PASSAGE PROVIDED below:

There are three main possibilities: (1) federal law does not preempt the fraud-on-the-FDA exception, so the whole Michigan statutory scheme remains intact, (2) federal law preempts only the fraud-on-the-FDA exception, leaving the immunity in place, but eliminating the exception, or (3) the immunity and the exception are so intertwined that federal law preempts the whole schmear, so the whole statutory scheme is thrown out and parties litigate under the existing case law, unchanged by the statute.
Once again, we’ve been all over this puppy, posting about the grant of certiorari (here), the implications of the case for states other than Michigan (here), how the Supreme Court could use Kent to clarify its preemption doctrine more generally (here), collecting other news about the case from around the web (here), analyzing whether drug companies will be inclined to move their corporate headquarters if the Supreme Court rules in favor of industry (here), and analyzing the Solicitor General’s amicus brief (here).
The Supreme Court has not yet set Warner-Lambert v. Kent for argument. We expect the case to be argued in relatively early 2008, and we expect a decision in the Spring, but surely no later than the end of June.

End of PASSAGE PROVIDED.

- **TO DO**:
a) According to the Warner-Lambert v. Kent passage, when is the case expected to be argued?
b) Print everything in the Warner-Lambert v. Kent passage from "Once again, we’ve" down to "end of June.", unchanged.
c) Decide whether the Warner-Lambert v. Kent passage agrees with each statement, answering yes or no and quoting the words that settle it: (i) The Supreme Court has already set the case for argument. (ii) Under the second possibility, the immunity would remain in place. (iii) The authors have written a post analyzing the Solicitor General's amicus brief.
The items below come from a separate source unrelated to the Warner-Lambert v. Kent passage.

DATASET CONTENT below:

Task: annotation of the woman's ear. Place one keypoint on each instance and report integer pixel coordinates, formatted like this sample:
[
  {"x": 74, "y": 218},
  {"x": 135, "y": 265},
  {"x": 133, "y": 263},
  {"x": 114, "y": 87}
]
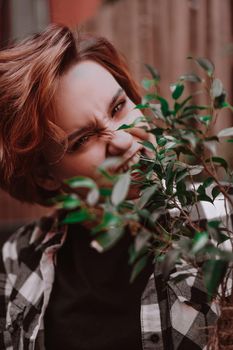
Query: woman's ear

End of DATASET CONTENT.

- **RESPONSES IN ORDER**:
a) In relatively early 2008.

b)
Once again, we’ve been all over this puppy, posting about the grant of certiorari (here), the implications of the case for states other than Michigan (here), how the Supreme Court could use Kent to clarify its preemption doctrine more generally (here), collecting other news about the case from around the web (here), analyzing whether drug companies will be inclined to move their corporate headquarters if the Supreme Court rules in favor of industry (here), and analyzing the Solicitor General’s amicus brief (here).
The Supreme Court has not yet set Warner-Lambert v. Kent for argument. We expect the case to be argued in relatively early 2008, and we expect a decision in the Spring, but surely no later than the end of June.

c)
(i) No: "The Supreme Court has not yet set Warner-Lambert v. Kent for argument."
(ii) Yes: "federal law preempts only the fraud-on-the-FDA exception, leaving the immunity in place, but eliminating the exception"
(iii) Yes: "analyzing the Solicitor General’s amicus brief (here)"